--- START EXTRACT TO READ ---
Canada’s main S&P/TSX stock index soared, meanwhile, to finish more than 500 points higher at 30,353.61, helped by strong gains in the basic materials sector.
In the US, the S&P 500 closed 0.2% lower after switching between a sharp morning loss and an afternoon recovery. The Dow Jones Industrial Average rose 0.4% and the Nasdaq composite fell 0.8% after making similar changes. The moves mark another series of sharp turns for markets in recent days.
Wall Street fell on Friday for its worst day since April and rebounded on Monday for its best day since May. The changes were prompted by changing trade sentiment between the United States and China.
The latest move follows China’s Commerce Ministry banning Chinese companies from dealing with five subsidiaries of South Korean shipbuilder Hanwha Ocean, and defying President Donald Trump’s efforts to rebuild the industry in America. European markets were mixed and Asian markets fell.
Overall, the S&P 500 fell 10.41 points to 6,644.31. The Dow Jones Industrial Average rose 202.88 points to 46,270.46, and the Nasdaq sank 172.91 to 22,521.70.
Technology stocks are particularly sensitive to trade issues involving China and were the market’s biggest weights. Major chipmakers and other companies rely on China for raw materials and manufacturing. China’s large consumer base is also important for sales growth. Chipmaker Nvidia fell 2.6% and Broadcom fell 3.5%.
--- END EXTRACT TO READ ---
--- START GIVEN RECORDS ---
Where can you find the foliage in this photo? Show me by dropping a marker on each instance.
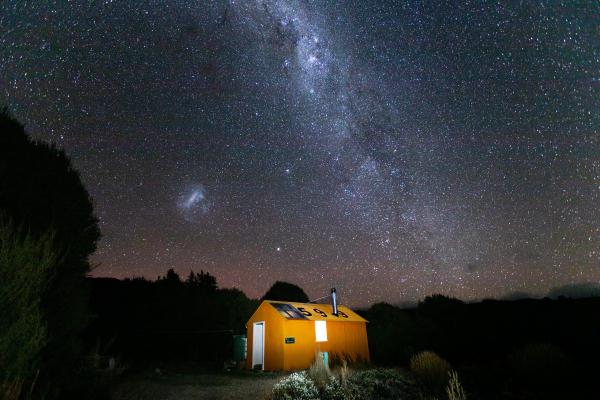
(180, 321)
(26, 268)
(41, 192)
(381, 384)
(318, 372)
(454, 390)
(296, 386)
(371, 384)
(284, 291)
(202, 280)
(431, 370)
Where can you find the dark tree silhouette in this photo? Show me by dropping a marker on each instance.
(202, 280)
(40, 191)
(286, 292)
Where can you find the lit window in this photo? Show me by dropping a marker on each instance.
(321, 331)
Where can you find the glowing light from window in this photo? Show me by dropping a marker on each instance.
(321, 331)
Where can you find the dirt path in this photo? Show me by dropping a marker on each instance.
(186, 386)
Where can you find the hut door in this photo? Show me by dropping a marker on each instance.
(258, 345)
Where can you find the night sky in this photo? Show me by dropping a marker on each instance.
(392, 149)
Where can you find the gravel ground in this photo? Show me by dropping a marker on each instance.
(188, 386)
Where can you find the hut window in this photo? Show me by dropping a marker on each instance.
(321, 331)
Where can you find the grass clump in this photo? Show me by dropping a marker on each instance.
(345, 384)
(430, 370)
(296, 386)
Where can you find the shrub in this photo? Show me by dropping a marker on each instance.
(430, 370)
(454, 390)
(380, 384)
(318, 372)
(26, 266)
(296, 386)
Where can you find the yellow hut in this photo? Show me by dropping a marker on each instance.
(287, 336)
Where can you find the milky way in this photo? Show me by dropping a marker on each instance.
(390, 149)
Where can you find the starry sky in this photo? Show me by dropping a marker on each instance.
(392, 149)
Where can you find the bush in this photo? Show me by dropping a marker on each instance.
(26, 271)
(42, 192)
(430, 370)
(296, 386)
(318, 372)
(380, 384)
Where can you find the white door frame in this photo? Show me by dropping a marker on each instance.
(263, 344)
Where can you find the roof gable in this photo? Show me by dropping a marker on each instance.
(313, 312)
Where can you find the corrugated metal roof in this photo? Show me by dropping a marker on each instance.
(314, 312)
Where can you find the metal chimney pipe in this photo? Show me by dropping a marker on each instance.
(334, 301)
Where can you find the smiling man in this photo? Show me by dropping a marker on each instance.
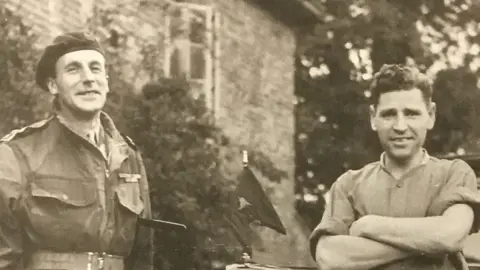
(72, 187)
(408, 210)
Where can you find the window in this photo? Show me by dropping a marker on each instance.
(193, 49)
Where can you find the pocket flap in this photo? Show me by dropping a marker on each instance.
(129, 196)
(72, 192)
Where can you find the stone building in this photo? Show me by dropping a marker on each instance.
(240, 54)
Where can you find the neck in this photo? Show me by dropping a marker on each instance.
(80, 123)
(393, 164)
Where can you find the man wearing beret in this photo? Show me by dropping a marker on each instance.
(72, 187)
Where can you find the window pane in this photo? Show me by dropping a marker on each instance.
(197, 61)
(177, 24)
(175, 64)
(197, 27)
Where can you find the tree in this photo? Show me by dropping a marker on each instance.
(336, 61)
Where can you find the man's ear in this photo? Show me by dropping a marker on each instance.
(432, 112)
(372, 117)
(52, 86)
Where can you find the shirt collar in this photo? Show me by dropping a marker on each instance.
(94, 132)
(425, 158)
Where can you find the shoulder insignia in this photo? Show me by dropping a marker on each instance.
(129, 141)
(25, 130)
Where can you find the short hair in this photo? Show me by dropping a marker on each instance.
(395, 77)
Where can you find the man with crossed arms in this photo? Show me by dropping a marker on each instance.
(408, 210)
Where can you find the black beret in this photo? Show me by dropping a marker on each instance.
(61, 45)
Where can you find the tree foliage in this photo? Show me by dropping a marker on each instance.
(336, 61)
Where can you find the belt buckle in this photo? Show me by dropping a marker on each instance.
(90, 260)
(101, 260)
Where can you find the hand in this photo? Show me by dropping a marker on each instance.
(364, 226)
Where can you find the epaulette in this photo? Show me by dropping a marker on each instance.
(129, 141)
(21, 132)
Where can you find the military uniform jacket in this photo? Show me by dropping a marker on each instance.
(58, 192)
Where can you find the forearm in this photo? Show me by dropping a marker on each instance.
(351, 252)
(428, 235)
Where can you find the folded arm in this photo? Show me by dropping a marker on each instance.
(350, 252)
(427, 235)
(11, 247)
(333, 248)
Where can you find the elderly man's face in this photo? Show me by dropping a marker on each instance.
(81, 82)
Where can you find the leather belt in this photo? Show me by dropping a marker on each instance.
(76, 261)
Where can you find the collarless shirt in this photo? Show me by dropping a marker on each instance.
(426, 190)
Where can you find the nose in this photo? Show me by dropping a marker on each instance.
(87, 76)
(400, 124)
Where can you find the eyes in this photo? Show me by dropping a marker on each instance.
(77, 67)
(411, 113)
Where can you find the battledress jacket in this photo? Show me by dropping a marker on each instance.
(58, 192)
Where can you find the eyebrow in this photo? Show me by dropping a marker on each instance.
(392, 110)
(77, 63)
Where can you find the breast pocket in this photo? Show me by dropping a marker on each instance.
(129, 197)
(63, 209)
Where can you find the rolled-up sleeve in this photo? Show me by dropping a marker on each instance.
(339, 213)
(143, 249)
(460, 187)
(11, 239)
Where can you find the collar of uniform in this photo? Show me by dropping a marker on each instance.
(95, 132)
(425, 159)
(106, 126)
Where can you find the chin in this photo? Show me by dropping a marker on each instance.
(401, 155)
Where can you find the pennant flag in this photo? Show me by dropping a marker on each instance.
(253, 204)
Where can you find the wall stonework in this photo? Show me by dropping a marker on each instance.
(256, 107)
(257, 110)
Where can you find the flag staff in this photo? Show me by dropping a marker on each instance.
(245, 158)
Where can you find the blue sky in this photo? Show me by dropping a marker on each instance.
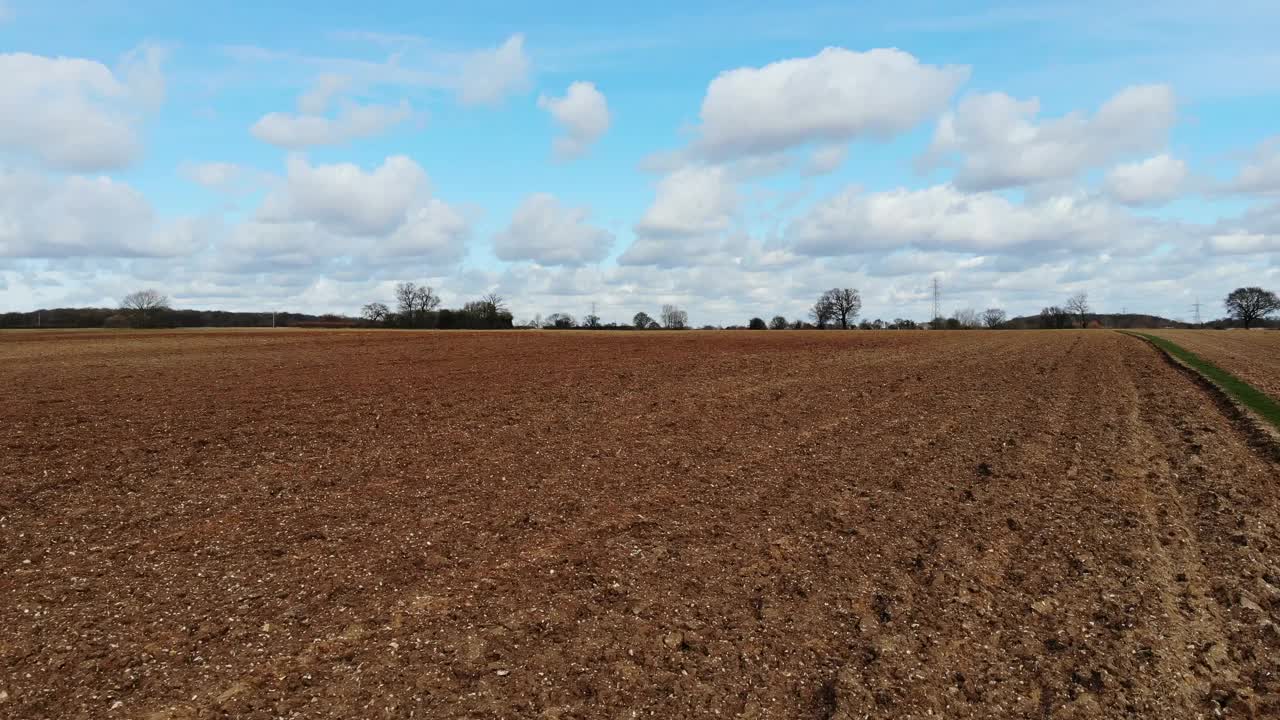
(731, 158)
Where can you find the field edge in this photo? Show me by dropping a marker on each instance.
(1253, 410)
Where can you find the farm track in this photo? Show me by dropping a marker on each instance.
(1251, 355)
(671, 525)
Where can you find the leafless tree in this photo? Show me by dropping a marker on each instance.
(1078, 305)
(1251, 304)
(673, 318)
(425, 300)
(823, 311)
(967, 318)
(375, 311)
(406, 301)
(993, 317)
(144, 305)
(845, 304)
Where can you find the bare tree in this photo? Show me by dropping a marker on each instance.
(1078, 305)
(993, 317)
(425, 300)
(406, 302)
(144, 305)
(822, 311)
(967, 318)
(673, 318)
(1251, 304)
(375, 313)
(845, 304)
(560, 320)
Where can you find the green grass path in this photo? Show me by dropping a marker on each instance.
(1249, 396)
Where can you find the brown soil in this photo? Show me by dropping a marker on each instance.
(772, 524)
(1253, 356)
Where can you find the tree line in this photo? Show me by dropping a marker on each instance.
(419, 306)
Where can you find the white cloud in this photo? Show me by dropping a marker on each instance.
(827, 159)
(1150, 182)
(91, 217)
(344, 199)
(320, 215)
(549, 233)
(693, 200)
(693, 210)
(213, 176)
(433, 231)
(76, 114)
(489, 76)
(353, 122)
(945, 218)
(583, 114)
(328, 86)
(1261, 174)
(996, 141)
(833, 96)
(1240, 242)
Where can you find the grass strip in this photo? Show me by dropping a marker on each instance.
(1260, 402)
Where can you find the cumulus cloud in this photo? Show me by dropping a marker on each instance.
(489, 76)
(325, 89)
(319, 214)
(583, 114)
(344, 199)
(946, 218)
(355, 122)
(549, 233)
(1240, 242)
(996, 141)
(833, 96)
(827, 159)
(76, 114)
(88, 217)
(693, 209)
(1261, 173)
(432, 231)
(1148, 182)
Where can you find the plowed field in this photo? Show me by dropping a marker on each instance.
(735, 524)
(1253, 356)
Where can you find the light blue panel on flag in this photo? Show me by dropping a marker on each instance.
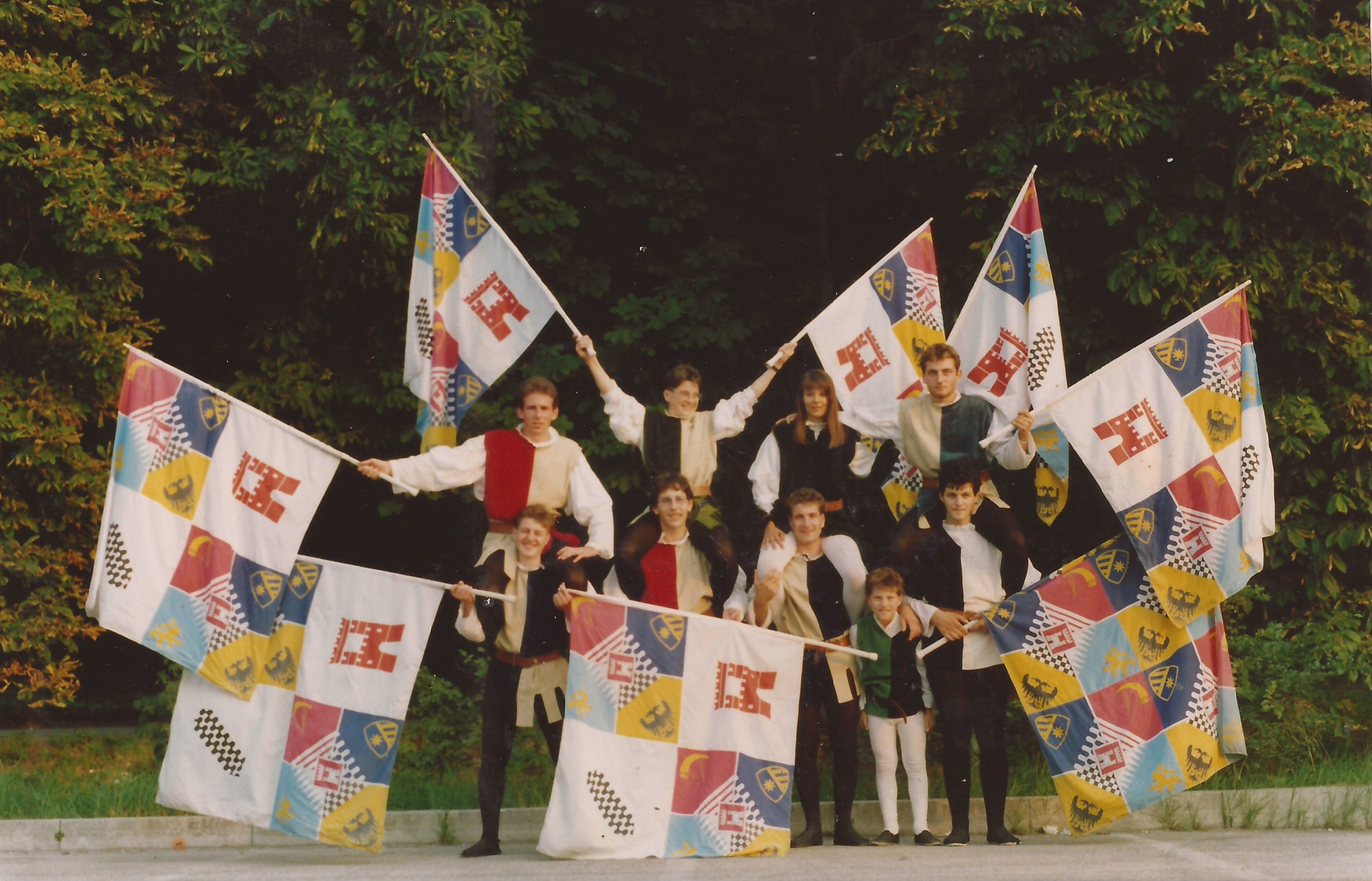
(688, 836)
(131, 467)
(1040, 273)
(769, 784)
(1252, 391)
(1055, 455)
(662, 637)
(424, 234)
(1174, 683)
(176, 629)
(1153, 776)
(591, 699)
(1103, 655)
(371, 742)
(294, 813)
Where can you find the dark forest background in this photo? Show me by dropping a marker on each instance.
(234, 184)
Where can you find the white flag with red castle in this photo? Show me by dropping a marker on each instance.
(1176, 437)
(680, 736)
(312, 752)
(209, 500)
(1010, 339)
(869, 339)
(475, 303)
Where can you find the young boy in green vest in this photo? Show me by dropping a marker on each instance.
(899, 705)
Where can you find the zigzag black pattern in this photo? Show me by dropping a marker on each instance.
(207, 727)
(426, 328)
(1248, 470)
(609, 806)
(1045, 344)
(117, 568)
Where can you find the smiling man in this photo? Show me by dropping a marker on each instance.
(513, 468)
(684, 570)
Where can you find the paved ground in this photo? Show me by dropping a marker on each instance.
(1238, 855)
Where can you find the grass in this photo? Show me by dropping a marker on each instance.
(117, 776)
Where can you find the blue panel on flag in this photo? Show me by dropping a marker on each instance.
(1172, 684)
(1062, 730)
(1150, 526)
(371, 742)
(131, 467)
(1009, 268)
(769, 784)
(1183, 356)
(662, 637)
(258, 592)
(464, 387)
(891, 282)
(467, 223)
(202, 415)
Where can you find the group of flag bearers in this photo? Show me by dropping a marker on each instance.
(811, 581)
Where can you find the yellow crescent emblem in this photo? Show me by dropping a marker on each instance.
(689, 761)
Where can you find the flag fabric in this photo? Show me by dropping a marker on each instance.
(1010, 340)
(475, 303)
(312, 752)
(680, 736)
(205, 512)
(869, 339)
(1176, 437)
(1128, 706)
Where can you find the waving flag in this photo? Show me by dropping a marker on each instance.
(206, 508)
(312, 754)
(869, 339)
(475, 303)
(1010, 340)
(680, 736)
(1176, 435)
(1130, 707)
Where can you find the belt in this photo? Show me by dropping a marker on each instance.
(932, 484)
(840, 640)
(519, 661)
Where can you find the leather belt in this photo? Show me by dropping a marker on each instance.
(519, 661)
(932, 484)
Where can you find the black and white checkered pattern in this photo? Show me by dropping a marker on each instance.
(118, 571)
(219, 742)
(616, 816)
(1211, 376)
(424, 325)
(1040, 356)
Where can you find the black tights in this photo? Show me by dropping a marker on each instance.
(817, 695)
(973, 702)
(995, 523)
(498, 714)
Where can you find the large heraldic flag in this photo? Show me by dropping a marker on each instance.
(1010, 339)
(869, 339)
(475, 305)
(1128, 706)
(680, 737)
(1176, 437)
(312, 752)
(206, 508)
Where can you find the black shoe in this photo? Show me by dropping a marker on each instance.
(483, 847)
(958, 838)
(847, 836)
(1001, 836)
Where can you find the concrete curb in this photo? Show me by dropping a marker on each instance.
(1311, 808)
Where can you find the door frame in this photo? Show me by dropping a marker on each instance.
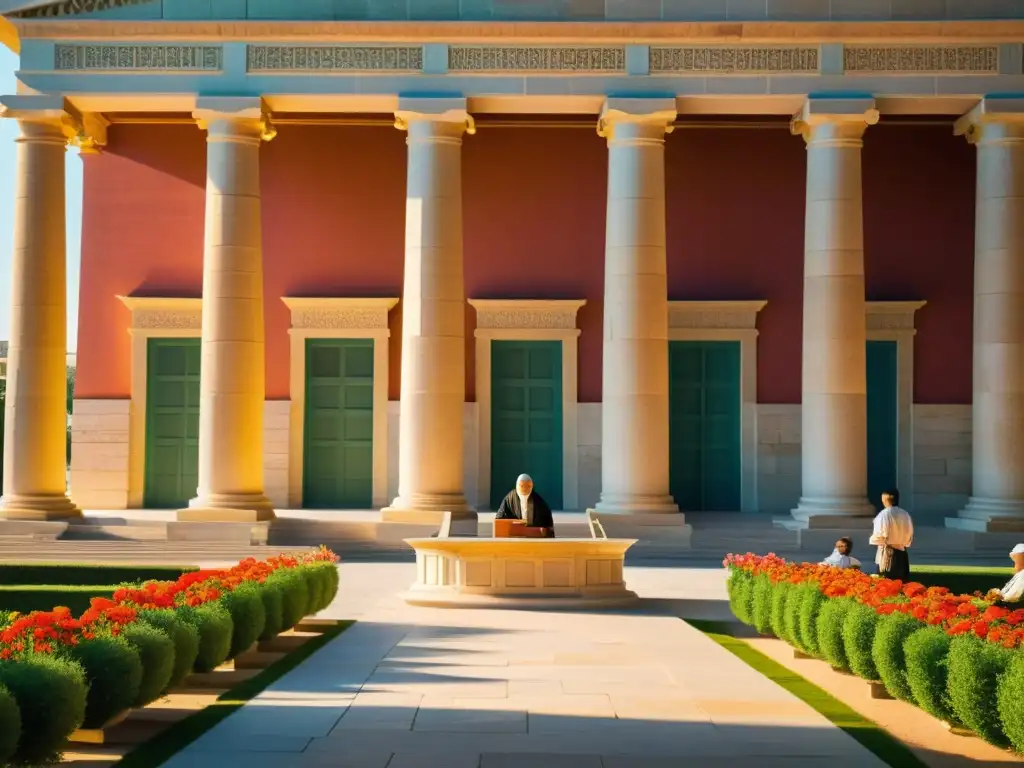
(528, 320)
(337, 318)
(729, 321)
(152, 317)
(894, 321)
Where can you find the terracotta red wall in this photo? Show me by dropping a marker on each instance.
(534, 200)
--- END GIVEN RECORDS ---
PROBLEMS ::
1/ According to the market report, at what level did Canada's S&P/TSX index finish?
2/ Write a continuation of the market report, beginning after its final sentence.
The rows above have no connection to the market report.

RESULTS FOR EACH TASK ::
1/ 30,353.61

2/
The ongoing trade war between the United States and the world has been an unpredictable weight on the market. The trade conflict between the United States and China is potentially the most economically consequential, due to the positions of these nations as the two largest economies in the world.
International shipping and shipbuilding became a major source of friction between Washington and Beijing, with each side imposing new port fees on the other’s ships. Those fees went into effect Tuesday.
“We remain cautiously optimistic that both sides will eventually seek a negotiated resolution, given the significant economic stakes,” said Ulrike Hoffmann-Burchardi, Americas chief investment officer and global head of equities at UBS Global Wealth Management.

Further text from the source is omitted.